-- START Quoted text --

Sarat is six years old when the war breaks out. She lives with her family on the coast ravaged by climate change in Louisiana. Her family consists of her parents, Benjamin and Martina; her older brother, Simon; and her fraternal twin sister, Dana Chestnut. After Sarat's father is killed during a terrorist suicide bombing in Baton Rouge in 2075, Sarat and her family relocate to a refugee camp called "Camp Patience", on the Mississippi-Tennessee border.

Sarat and her family spend the next six years living a squalid existence at Camp Patience. In 2081, when Sarat is 12 years old, she befriends the charismatic Albert Gaines, a recruiter for the Southern rebels. Gaines introduces her to Joe, an agent of the Bouazizi Empire, an emerging union of North African and Middle Eastern states based in Cairo, who helps deliver aid to the Free Southern States to keep the United States weak and divided. Later, a federal militia unit attacks Camp Patience and massacres many of the refugees, killing Sarat's mother and wounding her brother.

-- END Quoted text --

**Task instructions:**
A – From the passage about Sarat, print the words starting at "Sarat is six" and ending at "the Mississippi-Tennessee border.".
B – In the passage about Sarat, where is Camp Patience located?
C – Pick up the story of Sarat and keep writing after its last sentence.

-- START Excerpted records --

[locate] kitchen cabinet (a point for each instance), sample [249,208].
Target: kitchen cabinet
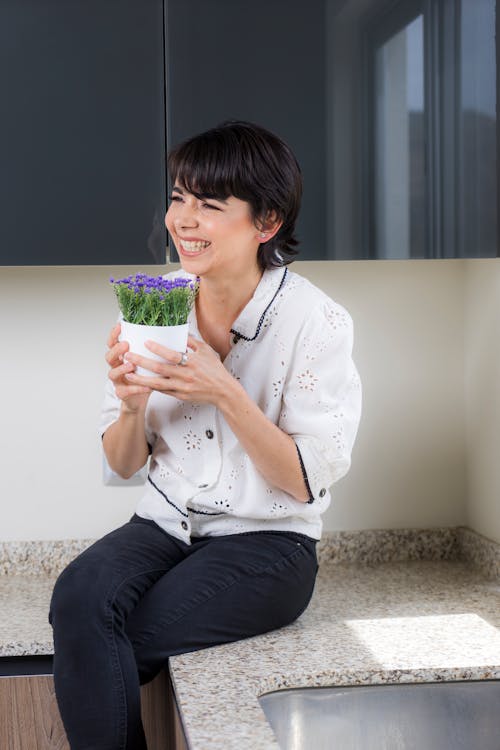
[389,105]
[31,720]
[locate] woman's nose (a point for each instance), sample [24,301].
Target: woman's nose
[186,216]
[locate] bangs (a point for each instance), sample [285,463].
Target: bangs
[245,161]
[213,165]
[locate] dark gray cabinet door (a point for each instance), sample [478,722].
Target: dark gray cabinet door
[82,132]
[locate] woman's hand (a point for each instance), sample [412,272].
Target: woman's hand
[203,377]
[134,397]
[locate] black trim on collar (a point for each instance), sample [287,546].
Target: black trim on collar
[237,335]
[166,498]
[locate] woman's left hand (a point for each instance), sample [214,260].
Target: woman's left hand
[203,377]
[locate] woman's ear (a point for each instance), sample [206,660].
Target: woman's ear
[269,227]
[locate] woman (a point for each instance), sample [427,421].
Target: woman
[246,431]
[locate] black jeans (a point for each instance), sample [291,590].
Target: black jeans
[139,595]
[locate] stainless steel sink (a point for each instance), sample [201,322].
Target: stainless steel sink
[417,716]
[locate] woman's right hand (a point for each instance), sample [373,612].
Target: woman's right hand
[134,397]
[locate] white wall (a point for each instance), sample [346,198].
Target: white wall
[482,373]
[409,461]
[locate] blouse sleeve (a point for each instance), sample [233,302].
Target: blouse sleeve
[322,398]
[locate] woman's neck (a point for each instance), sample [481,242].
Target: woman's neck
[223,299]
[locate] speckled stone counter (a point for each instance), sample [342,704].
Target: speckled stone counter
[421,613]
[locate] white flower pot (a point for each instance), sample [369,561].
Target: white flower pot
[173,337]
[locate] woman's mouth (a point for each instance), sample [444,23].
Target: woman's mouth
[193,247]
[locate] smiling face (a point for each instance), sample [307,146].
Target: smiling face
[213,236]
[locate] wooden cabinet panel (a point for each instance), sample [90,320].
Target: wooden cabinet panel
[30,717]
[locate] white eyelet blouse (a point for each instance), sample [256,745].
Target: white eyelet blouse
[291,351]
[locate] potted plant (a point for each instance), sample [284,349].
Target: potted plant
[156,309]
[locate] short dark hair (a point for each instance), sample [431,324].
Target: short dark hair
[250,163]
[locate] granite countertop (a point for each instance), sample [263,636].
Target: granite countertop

-- END Excerpted records --
-- START Excerpted records --

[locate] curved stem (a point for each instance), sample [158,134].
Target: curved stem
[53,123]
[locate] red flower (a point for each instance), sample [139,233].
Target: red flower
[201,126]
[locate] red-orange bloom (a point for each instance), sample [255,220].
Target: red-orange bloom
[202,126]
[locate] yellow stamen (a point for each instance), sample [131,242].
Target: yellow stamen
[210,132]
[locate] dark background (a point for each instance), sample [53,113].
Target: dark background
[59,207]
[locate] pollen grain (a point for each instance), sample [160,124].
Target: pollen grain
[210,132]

-- END Excerpted records --

**Outputs by task:**
A –
Sarat is six years old when the war breaks out. She lives with her family on the coast ravaged by climate change in Louisiana. Her family consists of her parents, Benjamin and Martina; her older brother, Simon; and her fraternal twin sister, Dana Chestnut. After Sarat's father is killed during a terrorist suicide bombing in Baton Rouge in 2075, Sarat and her family relocate to a refugee camp called "Camp Patience", on the Mississippi-Tennessee border.

B – On the Mississippi-Tennessee border.

C –
Following the Camp Patience massacre, Sarat and her siblings are resettled by the Free Southern government in Lincolnton, Georgia, on the border with South Carolina. The two sisters are joined by Simon, who is suffering from a bullet wound to the brain. Five years later, in 2086, the Chestnut siblings settle in to their new lives. While Sarat has become a member of Gaines' rebel group, the broken Simon is tended by a Bangladeshi American woman, named Karina. As time passes, Simon and Karina develop romantic feelings for each other.

During a guerrilla operation near a U.S. base along the Georgia-Tennessee border, Sarat assassinates General Joseph Weiland, a prominent U.S. commander. While Sarat is hailed as a hero by the Free Southern States, Weiland's assassination only hardens the U.S. government's resolve to end the Southern rebellion and leads to a crackdown against the Southern guerrillas. Sarat eventually grows disillusioned with the corrupt and self-serving Southern leadership. Later, Dana is killed when a rogue drone bombs a bus in which she is traveling.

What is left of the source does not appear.